--- Material provided ---

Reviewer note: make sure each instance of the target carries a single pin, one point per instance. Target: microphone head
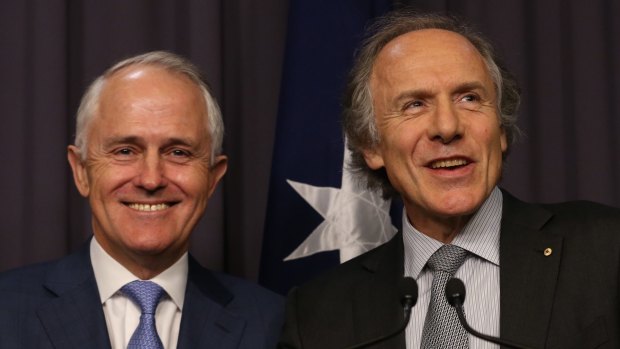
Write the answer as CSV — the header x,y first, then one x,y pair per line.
x,y
455,292
409,292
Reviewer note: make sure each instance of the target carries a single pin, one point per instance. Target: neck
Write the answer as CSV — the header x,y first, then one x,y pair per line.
x,y
442,229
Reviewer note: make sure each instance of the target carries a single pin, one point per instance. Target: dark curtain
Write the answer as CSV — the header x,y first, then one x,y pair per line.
x,y
566,55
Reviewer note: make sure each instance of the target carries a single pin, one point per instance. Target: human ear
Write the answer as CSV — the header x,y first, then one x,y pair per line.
x,y
216,172
80,176
373,158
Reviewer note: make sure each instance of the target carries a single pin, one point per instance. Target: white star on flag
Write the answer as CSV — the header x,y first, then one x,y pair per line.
x,y
356,219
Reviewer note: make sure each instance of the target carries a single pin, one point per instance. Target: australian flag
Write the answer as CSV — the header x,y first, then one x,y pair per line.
x,y
317,216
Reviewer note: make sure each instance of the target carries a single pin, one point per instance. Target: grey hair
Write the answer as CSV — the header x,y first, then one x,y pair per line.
x,y
168,61
358,115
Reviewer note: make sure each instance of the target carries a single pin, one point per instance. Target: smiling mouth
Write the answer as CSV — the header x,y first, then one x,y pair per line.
x,y
448,164
148,207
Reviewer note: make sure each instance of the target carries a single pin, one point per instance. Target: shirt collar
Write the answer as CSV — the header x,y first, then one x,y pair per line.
x,y
111,275
480,236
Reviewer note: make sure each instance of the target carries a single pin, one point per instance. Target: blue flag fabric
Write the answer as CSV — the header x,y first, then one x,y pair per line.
x,y
308,149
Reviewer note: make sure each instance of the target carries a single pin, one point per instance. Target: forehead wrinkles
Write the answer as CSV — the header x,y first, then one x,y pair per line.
x,y
421,60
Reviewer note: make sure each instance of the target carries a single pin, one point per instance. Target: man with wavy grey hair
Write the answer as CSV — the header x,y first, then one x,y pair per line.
x,y
147,156
430,116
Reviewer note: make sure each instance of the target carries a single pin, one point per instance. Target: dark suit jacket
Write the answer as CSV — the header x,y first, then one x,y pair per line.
x,y
57,305
568,299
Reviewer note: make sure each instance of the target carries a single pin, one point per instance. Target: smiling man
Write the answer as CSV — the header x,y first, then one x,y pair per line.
x,y
147,155
430,115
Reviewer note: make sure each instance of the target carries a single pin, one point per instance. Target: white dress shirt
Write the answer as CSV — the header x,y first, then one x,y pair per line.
x,y
479,272
122,315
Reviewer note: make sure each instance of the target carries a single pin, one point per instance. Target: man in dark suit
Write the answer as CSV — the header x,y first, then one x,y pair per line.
x,y
147,156
430,115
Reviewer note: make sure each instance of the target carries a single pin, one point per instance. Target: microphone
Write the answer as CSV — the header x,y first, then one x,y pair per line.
x,y
455,295
409,295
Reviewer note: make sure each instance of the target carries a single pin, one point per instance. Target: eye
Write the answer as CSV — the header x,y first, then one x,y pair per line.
x,y
470,98
413,105
124,151
179,153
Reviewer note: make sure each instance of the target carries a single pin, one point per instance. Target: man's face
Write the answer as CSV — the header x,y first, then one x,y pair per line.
x,y
147,172
440,139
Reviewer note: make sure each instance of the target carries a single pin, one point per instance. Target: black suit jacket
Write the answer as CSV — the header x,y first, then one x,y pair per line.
x,y
568,299
57,305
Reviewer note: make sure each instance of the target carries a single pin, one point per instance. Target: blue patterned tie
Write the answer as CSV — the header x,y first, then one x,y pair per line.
x,y
442,329
146,294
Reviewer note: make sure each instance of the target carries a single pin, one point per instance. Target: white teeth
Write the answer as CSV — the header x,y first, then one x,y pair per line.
x,y
448,163
147,207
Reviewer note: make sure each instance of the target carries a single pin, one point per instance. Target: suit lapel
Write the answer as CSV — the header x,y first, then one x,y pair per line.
x,y
206,321
376,303
74,319
528,275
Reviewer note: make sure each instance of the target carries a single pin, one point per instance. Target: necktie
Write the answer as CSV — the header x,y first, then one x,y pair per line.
x,y
146,294
442,329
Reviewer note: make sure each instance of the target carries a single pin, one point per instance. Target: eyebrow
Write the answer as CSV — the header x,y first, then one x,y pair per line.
x,y
139,140
424,93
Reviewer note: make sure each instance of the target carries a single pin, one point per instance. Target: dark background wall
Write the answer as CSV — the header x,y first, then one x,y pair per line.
x,y
566,55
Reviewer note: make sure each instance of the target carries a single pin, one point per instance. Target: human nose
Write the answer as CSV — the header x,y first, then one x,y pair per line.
x,y
446,124
151,176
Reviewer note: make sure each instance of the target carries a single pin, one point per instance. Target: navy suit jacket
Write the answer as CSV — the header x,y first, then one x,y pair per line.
x,y
57,305
563,300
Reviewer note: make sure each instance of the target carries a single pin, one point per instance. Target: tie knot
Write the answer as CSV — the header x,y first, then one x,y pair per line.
x,y
447,259
145,294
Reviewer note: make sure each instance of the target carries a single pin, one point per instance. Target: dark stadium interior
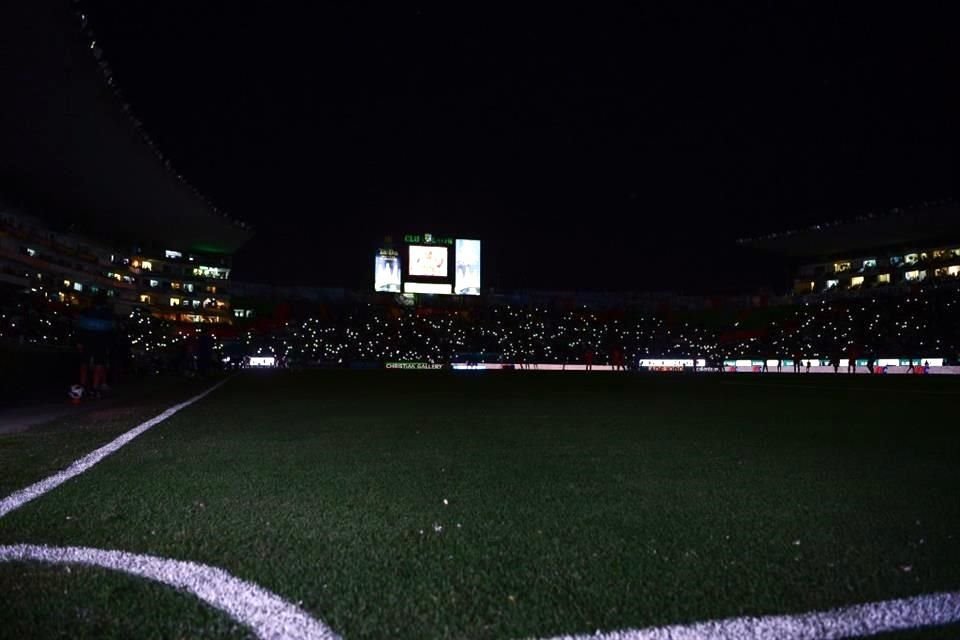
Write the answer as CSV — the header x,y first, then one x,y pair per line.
x,y
475,321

---

Problem to solve:
How many lines of the listing include the string "shirt"? Answer with the number alone.

Reply to the task:
2